## PROMPT:
Update the records below by changing every "Drop a point" to "Place a point". Leave all other text unchanged.

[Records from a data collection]

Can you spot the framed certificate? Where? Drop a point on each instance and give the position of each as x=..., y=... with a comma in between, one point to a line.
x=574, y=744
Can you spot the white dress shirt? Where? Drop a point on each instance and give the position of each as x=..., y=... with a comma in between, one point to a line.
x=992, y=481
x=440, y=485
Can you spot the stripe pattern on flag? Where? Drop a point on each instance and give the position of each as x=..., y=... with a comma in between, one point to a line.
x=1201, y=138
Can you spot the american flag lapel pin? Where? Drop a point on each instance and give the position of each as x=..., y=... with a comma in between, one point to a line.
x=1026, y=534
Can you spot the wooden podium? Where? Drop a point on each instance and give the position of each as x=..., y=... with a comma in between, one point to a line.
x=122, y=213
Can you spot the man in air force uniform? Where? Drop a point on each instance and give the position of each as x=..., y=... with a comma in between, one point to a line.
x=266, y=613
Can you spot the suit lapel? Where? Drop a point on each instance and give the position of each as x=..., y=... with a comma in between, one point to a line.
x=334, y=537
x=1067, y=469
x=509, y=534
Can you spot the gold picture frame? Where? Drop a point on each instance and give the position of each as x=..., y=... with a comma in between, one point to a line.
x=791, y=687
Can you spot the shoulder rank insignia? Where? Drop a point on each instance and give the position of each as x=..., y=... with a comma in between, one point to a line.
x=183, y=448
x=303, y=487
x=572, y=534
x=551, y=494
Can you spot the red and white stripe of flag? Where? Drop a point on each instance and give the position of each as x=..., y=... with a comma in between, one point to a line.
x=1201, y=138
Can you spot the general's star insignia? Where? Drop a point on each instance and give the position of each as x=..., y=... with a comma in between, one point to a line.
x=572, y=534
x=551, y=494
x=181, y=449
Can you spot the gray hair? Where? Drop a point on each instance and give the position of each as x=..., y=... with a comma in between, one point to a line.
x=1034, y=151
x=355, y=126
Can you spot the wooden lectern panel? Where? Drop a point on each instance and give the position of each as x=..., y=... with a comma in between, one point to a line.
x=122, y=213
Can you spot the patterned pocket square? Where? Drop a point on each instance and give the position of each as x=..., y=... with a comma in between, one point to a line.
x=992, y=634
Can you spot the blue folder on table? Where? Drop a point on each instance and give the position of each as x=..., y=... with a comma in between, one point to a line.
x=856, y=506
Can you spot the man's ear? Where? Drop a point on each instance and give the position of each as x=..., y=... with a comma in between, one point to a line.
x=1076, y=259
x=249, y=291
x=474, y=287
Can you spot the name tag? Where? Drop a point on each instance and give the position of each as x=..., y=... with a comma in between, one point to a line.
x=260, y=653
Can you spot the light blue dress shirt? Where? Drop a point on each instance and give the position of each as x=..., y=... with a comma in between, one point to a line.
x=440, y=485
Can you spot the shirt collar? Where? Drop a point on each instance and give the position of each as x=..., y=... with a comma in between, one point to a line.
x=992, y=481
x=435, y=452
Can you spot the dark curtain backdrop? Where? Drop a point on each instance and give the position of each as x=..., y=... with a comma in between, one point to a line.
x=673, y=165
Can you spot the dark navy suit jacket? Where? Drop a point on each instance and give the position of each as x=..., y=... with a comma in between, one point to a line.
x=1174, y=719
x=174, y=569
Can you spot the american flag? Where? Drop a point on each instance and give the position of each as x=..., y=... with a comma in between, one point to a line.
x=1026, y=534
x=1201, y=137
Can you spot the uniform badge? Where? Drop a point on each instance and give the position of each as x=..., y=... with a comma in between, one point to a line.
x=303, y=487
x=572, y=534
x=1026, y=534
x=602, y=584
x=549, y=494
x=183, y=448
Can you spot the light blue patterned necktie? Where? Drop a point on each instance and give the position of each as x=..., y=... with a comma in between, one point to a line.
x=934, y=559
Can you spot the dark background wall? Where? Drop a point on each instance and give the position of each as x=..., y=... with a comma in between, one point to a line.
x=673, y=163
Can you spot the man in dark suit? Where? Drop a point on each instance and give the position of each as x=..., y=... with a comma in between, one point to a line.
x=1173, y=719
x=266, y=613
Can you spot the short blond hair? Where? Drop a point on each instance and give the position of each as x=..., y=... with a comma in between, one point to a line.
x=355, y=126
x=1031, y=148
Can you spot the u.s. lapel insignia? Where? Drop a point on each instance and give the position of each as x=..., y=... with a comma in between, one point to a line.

## RESULT OF THE EXERCISE:
Can you spot the framed certificate? Where? Place a point on each instance and give the position of each as x=..., y=... with a comma in between, one point to a line.
x=574, y=744
Can you spot the white dress shirt? Where? Place a point on each instance and give the position of each as x=..., y=... with a comma in between, one point to a line.
x=992, y=481
x=440, y=485
Can you spot the stripe pattern on flag? Where? Place a point on each instance and give the position of each as x=..., y=... with a comma in between, one point to a line.
x=1201, y=138
Can you spot the american flag lapel pin? Where? Place a point on each instance and give the position of each as x=..., y=... with a comma in between, one point to a line.
x=1026, y=534
Can you spot the wooden podium? Where? Place a point on each instance and give the position of each as x=..., y=... with a comma in between, one point to a line.
x=122, y=213
Can you spot the man in air force uniform? Where? Place a point on each instance and give the position of each as x=..., y=... with a comma in between, one point to a line.
x=266, y=613
Can you spot the suit lapel? Where? Place a point on each instance and give the position of each as x=..., y=... with a comma in between, one point to a line.
x=334, y=537
x=1067, y=469
x=509, y=534
Can you spot the gold picture frame? Where? Place a point on each instance and give the position of each as x=..., y=... with a comma in between, one point to a line.
x=791, y=687
Can you spot the shoulder rank insignia? Where? Place a point on each instance and give the position of each as x=..., y=... with a comma in between, one point to a line.
x=183, y=448
x=303, y=487
x=572, y=534
x=551, y=494
Can you spot the red and white stripe of flag? Where? Place a point on each instance and give the position of each as x=..., y=... with a comma in between, one point to a line.
x=1201, y=138
Can you spot the general's star insignia? Where? Place a point on each instance and give the position of each as x=..., y=... with a comma in between, one point to a line.
x=572, y=534
x=551, y=494
x=181, y=449
Can you spot the gray hair? Where? Place a point on each instance and give the position of each as x=..., y=... with a comma in between, one point to a line.
x=1034, y=151
x=355, y=126
Can you spot the wooden lectern panel? Where? Place a point on each instance and give the position of each as x=..., y=... with a comma in between, one point to a line.
x=122, y=213
Can you spot the patterned pocket square? Where? Place a point on each instance and give the position of each as x=..., y=... with a comma in between, one point to a line.
x=992, y=634
Can you spot the blue folder on table? Where? Place a point on each instance and give the position of each as x=..., y=... with a comma in between, one point to a line.
x=856, y=506
Can you spot the man's ear? Where? Place a point on each instance and give the position of each as x=..., y=... with a comma in between, one point to a line.
x=1076, y=259
x=249, y=291
x=474, y=287
Can you spot the name tag? Where? Place a point on each instance and give the position of each as x=..., y=... with a comma in between, one point to a line.
x=260, y=653
Can you spot the light blue dress shirt? Where? Place a point on each instance and give the position of each as x=..., y=... with a comma in between, one point to a line.
x=440, y=485
Can you spot the shirt collar? Where? Place a point on each instance and give the position of each as x=..., y=... with a comma in between, one point to a line.
x=992, y=481
x=435, y=452
Can you spot the dark curtain backdrop? Where? Place a point on each instance and give the position of each as x=..., y=... with a comma in between, one point to a line.
x=673, y=165
Can you spot the dark navy suit jacket? Where? Place a point on each instance and give the position of each as x=..., y=... with a comma in between, one point to a line.
x=1174, y=719
x=174, y=569
Can you spot the american flag? Where? Place a point on each instance and give the position of each as x=..., y=... with a comma in between, one point to a line.
x=1026, y=534
x=1201, y=137
Can you spot the uniform badge? Where? Place a point on each instance and give the position of each as x=..., y=... with a comma in between, one point to a line.
x=303, y=487
x=572, y=534
x=1026, y=534
x=602, y=584
x=549, y=494
x=183, y=448
Can you spot the light blue patterned necktie? Where? Place a point on each instance and give the position of each as x=..., y=... with a comma in between, one point to a line.
x=934, y=559
Can you spot the dark background wall? Where? Place a point on each instance and give the position of each as x=..., y=... with a comma in between, one point to a line.
x=673, y=163
Can you spot the man in dark suit? Where? Place a point on each instance and give the position of each as x=..., y=... with a comma in between, one point to a line.
x=1173, y=719
x=266, y=613
Can you spot the short blond hair? Where? Place a point on each instance and give the position of each as x=..., y=... with a comma in between, one point to a line.
x=355, y=126
x=1031, y=148
Can you spot the u.s. lapel insignia? Where? Place a point on each instance and give the position of each as x=..., y=... with a comma in between, one point to a line.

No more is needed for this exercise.